# [Die Aufgabe]
Setze den Text über die Beratungen zum Optionsmodell und zur Fortsetzung der Arge im Anschluss an seinen letzten Satz fort.

# [Gezeigter Textauszug]

Beschluss: zur Kenntnis genommen

Kreistagsvorsitzender Pauluschke verwies auf die Beschlussfassung des Kreisausschusses vom 20. September 2010, die heute eine Entscheidung des Kreistages entbehrlich mache. Gleichwohl sollte der Beschluss erläutert werden, weil zum Thema in den vergangenen Tagen eine umfassende öffentliche Berichterstattung erfolgt sei.


Landrat Ambrosy schilderte die eingehenden Beratungen der vergangenen Monate in den Gremien des Kreistages. Die Frage, ob man das Optionsmodell oder die Fortsetzung der Arge in der Struktur einer sog. gemeinsamen Einrichtung favorisiere, hänge davon ab, welchem Schwerpunkt der Arbeit eine größere Gewichtung zugemessen werde. Ein Richtig oder Falsch gebe es in dieser Grundsatzentscheidung nicht.

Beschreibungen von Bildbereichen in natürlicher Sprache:
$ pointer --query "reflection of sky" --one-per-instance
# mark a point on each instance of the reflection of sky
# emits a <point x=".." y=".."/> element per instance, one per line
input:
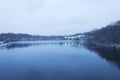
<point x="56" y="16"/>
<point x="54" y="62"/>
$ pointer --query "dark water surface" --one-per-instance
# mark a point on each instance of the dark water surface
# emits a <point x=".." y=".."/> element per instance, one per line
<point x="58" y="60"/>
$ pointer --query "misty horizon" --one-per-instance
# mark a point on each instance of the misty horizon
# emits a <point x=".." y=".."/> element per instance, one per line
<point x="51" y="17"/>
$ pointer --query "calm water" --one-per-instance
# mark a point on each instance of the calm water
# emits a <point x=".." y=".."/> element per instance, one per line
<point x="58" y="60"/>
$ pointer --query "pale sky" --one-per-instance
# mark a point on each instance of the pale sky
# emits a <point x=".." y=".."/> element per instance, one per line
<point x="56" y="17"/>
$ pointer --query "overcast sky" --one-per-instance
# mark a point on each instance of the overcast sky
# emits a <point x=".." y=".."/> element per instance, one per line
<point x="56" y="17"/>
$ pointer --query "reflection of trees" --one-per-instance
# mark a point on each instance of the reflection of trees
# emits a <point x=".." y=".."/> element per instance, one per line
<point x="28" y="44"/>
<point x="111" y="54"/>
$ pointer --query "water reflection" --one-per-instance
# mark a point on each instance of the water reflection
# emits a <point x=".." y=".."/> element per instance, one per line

# [Erwartete Antwort]
In der Sitzung des Kreisausschusses am 1. September 2010 habe sich das Gremium neben den bislang bestehenden Varianten „Fortführung einer gemeinsamen Einrichtung nach den bisherigen Kriterien“ und „Beantragung des Optionsmodells“ für einen dritten, neuen Lösungsweg ausgesprochen: Die Kreisverwaltung habe den Auftrag erhalten, zu 24 von ihr aufgestellten entscheidungsrelevanten Fragen in Gesprächen mit der Agentur für Arbeit Lösungen im Interesse des Landkreises Friesland zu verhandeln und damit die Basis für eine Fortsetzung der Zusammenarbeit in einer gemeinsamen Einrichtung mit neuen Gewichtungen zu schaffen.


In einer ausführlichen Besprechung zwischen Vertretern des Kreises und der AfA am 8. September 2010 seien für den Landkreis Friesland zufrieden stellende und kompromissfähige Ergebnisse in allen Punkten erzielt worden. Der Kreisausschuss habe das Verhandlungsergebnis am 20. September 2010 zustimmend zur Kenntnis genommen und die Verwaltung beauftragt, auf Basis dieser neuen Eckpunkte ein Vertragswerk mit entsprechenden Inhalten mit der Agentur für Arbeit auszuhandeln. Eine Beschlussfassung des Kreistages am 22. September 2010 über eine evtl. Antragstellung „Option“ entfalle damit.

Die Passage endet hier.